**QUOTED PASSAGE:**
---*---
Fine-tuning HuggingFace GPTJ-6B with U.K. Supreme Court Case documents for domain specific fine-tuning
This repo contains a notebook that will walk you through how to fine-tune a pre-trained large language model with domain specific knowledge.
The domain specific dataset that we will be using to fine-tune this model will be from United Kingdom (U.K.) Supreme Court case documents. We will tune the model on roughly 693 legal documents.
To run this notebook we assume you have knowledge about running a SageMaker Notebook instance or SageMaker Studio Notebook instance.
Introduction to Amazon SageMaker Studio - Video
Build ML models using SageMaker Studio Notebooks - Workshop
The stats. below are if you were to use all 693 case documents to tune the model.
---*---
**PROVIDED RECORDS:**

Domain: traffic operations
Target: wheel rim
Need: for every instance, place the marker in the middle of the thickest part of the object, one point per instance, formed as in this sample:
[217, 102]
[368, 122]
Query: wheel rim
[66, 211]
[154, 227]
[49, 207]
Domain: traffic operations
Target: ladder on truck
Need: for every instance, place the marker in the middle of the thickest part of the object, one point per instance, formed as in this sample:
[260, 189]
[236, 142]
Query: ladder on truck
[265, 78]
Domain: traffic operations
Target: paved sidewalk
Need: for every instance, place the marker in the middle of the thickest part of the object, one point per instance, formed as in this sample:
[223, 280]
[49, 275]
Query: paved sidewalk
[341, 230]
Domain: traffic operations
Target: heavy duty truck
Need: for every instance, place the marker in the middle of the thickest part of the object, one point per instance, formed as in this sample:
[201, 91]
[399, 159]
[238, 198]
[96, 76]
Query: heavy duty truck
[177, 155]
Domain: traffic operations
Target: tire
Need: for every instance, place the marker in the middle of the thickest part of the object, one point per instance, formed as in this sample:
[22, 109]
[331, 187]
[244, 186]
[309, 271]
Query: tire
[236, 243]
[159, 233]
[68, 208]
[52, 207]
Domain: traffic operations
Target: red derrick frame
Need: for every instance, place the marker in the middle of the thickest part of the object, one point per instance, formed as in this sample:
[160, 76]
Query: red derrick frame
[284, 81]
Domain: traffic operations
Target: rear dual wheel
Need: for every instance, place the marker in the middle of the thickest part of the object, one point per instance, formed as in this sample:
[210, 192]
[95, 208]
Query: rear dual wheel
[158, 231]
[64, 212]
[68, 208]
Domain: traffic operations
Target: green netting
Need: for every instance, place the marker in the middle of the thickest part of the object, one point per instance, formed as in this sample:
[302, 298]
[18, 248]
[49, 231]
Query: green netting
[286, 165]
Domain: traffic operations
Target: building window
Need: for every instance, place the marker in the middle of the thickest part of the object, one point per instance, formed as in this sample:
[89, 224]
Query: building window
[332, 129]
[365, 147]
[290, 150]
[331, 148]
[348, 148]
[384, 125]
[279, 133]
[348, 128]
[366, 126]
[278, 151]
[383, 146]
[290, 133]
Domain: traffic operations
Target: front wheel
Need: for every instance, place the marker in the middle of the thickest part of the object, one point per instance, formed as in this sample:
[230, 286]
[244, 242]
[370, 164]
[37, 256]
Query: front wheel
---*---
**DIRECTIONS:** Render into Spanish this sentence from the page on fine-tuning GPTJ-6B: "We will tune the model on roughly 693 legal documents."

**TASK SOLUTION:** Ajustaremos el modelo con aproximadamente 693 documentos legales.